**Supplied entries:**

----

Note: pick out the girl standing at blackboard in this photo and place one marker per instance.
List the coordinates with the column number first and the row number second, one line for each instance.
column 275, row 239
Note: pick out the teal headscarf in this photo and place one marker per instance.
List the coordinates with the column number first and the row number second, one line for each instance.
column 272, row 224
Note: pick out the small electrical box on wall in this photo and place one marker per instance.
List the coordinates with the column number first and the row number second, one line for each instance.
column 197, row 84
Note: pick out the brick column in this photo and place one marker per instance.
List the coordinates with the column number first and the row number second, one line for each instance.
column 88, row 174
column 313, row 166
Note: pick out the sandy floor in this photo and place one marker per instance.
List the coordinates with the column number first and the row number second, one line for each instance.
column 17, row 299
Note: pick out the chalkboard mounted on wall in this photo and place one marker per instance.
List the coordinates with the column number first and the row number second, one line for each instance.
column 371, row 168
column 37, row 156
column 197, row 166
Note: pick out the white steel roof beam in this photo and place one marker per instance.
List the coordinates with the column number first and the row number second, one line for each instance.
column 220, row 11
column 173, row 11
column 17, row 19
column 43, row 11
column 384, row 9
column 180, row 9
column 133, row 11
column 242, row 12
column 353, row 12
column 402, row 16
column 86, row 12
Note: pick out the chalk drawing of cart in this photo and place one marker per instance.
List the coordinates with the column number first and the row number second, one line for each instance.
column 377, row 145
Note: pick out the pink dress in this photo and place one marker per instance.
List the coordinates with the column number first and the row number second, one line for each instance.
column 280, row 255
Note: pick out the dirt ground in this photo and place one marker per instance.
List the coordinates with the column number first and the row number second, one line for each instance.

----

**Task prompt:**
Copy the lines between the one containing "Note: pick out the chalkboard" and the one containing "column 197, row 166", both included, reproducing each without any change.

**Exercise result:**
Note: pick out the chalkboard mounted on wall in this photo and place one marker per instance.
List the coordinates with the column number first and the row number second, one line for each instance.
column 371, row 168
column 37, row 156
column 197, row 166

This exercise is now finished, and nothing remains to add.